= TASK DIRECTIONS =
Retype the complete listing exactly as it appears.

★ ★ ★ ★ ★

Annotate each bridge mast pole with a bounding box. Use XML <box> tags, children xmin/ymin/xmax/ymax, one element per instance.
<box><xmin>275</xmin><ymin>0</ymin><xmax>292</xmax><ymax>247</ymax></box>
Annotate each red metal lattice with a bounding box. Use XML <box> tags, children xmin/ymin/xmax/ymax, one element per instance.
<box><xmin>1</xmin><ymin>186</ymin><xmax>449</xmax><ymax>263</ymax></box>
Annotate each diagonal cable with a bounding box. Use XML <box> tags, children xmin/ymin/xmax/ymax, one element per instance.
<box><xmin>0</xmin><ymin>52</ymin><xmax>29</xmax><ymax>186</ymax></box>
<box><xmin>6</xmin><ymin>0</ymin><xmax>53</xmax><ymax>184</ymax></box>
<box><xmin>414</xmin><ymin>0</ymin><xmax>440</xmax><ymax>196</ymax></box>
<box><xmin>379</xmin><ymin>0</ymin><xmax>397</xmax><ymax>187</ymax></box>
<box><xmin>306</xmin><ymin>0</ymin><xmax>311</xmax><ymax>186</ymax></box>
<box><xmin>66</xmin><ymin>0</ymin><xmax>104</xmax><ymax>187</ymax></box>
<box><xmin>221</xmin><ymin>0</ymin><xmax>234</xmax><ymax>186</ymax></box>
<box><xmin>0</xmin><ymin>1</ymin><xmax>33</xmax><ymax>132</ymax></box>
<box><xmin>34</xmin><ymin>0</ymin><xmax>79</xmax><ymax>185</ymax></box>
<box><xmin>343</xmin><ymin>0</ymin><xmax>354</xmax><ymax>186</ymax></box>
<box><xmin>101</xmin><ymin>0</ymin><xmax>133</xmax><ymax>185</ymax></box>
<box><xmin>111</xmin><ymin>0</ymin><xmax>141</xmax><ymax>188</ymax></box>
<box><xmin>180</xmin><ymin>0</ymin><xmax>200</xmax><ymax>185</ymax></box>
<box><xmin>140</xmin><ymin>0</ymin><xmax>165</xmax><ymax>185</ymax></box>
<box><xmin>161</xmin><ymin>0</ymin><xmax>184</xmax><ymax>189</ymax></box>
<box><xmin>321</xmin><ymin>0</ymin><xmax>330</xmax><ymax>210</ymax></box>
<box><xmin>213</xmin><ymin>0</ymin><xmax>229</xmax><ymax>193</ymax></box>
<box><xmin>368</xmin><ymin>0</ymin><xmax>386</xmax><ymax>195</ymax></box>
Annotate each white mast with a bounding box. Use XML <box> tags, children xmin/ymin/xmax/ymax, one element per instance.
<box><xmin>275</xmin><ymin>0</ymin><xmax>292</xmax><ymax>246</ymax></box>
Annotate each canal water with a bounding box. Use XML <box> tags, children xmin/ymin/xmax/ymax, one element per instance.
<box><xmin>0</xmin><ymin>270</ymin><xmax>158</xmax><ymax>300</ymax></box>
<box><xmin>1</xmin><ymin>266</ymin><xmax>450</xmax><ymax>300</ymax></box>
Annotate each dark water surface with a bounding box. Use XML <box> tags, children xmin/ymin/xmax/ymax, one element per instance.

★ ★ ★ ★ ★

= ANSWER BOX =
Annotate each bridge mast pole with a bounding box. Use XML <box> tags, children xmin/ymin/xmax/ymax, one element per instance.
<box><xmin>275</xmin><ymin>0</ymin><xmax>292</xmax><ymax>247</ymax></box>
Annotate each red metal lattice with a bounding box. Use XML <box> tags, children xmin/ymin/xmax/ymax, one element per instance.
<box><xmin>1</xmin><ymin>186</ymin><xmax>449</xmax><ymax>263</ymax></box>
Annotate each diagonal cable with a bounding box. Use XML <box> tags, children xmin/ymin/xmax/ymax, one element per instance.
<box><xmin>0</xmin><ymin>52</ymin><xmax>29</xmax><ymax>186</ymax></box>
<box><xmin>6</xmin><ymin>0</ymin><xmax>53</xmax><ymax>184</ymax></box>
<box><xmin>414</xmin><ymin>0</ymin><xmax>440</xmax><ymax>196</ymax></box>
<box><xmin>379</xmin><ymin>0</ymin><xmax>397</xmax><ymax>187</ymax></box>
<box><xmin>306</xmin><ymin>0</ymin><xmax>311</xmax><ymax>186</ymax></box>
<box><xmin>66</xmin><ymin>0</ymin><xmax>104</xmax><ymax>187</ymax></box>
<box><xmin>221</xmin><ymin>0</ymin><xmax>234</xmax><ymax>186</ymax></box>
<box><xmin>0</xmin><ymin>1</ymin><xmax>33</xmax><ymax>132</ymax></box>
<box><xmin>34</xmin><ymin>0</ymin><xmax>79</xmax><ymax>185</ymax></box>
<box><xmin>343</xmin><ymin>0</ymin><xmax>354</xmax><ymax>186</ymax></box>
<box><xmin>101</xmin><ymin>0</ymin><xmax>133</xmax><ymax>185</ymax></box>
<box><xmin>111</xmin><ymin>0</ymin><xmax>141</xmax><ymax>188</ymax></box>
<box><xmin>180</xmin><ymin>0</ymin><xmax>200</xmax><ymax>185</ymax></box>
<box><xmin>140</xmin><ymin>0</ymin><xmax>165</xmax><ymax>185</ymax></box>
<box><xmin>161</xmin><ymin>0</ymin><xmax>184</xmax><ymax>189</ymax></box>
<box><xmin>321</xmin><ymin>0</ymin><xmax>330</xmax><ymax>210</ymax></box>
<box><xmin>213</xmin><ymin>0</ymin><xmax>229</xmax><ymax>193</ymax></box>
<box><xmin>368</xmin><ymin>0</ymin><xmax>386</xmax><ymax>195</ymax></box>
Annotate each white mast with a bounding box. Use XML <box> tags, children xmin/ymin/xmax/ymax, one element per instance.
<box><xmin>275</xmin><ymin>0</ymin><xmax>292</xmax><ymax>246</ymax></box>
Annotate each canal water with a bounding box. Use XML <box> tags, children xmin/ymin/xmax/ymax, one element per instance.
<box><xmin>0</xmin><ymin>270</ymin><xmax>158</xmax><ymax>300</ymax></box>
<box><xmin>1</xmin><ymin>266</ymin><xmax>450</xmax><ymax>300</ymax></box>
Annotate each dark water surface with a bounding box. Use XML <box> tags, children xmin/ymin/xmax/ymax, one element per instance.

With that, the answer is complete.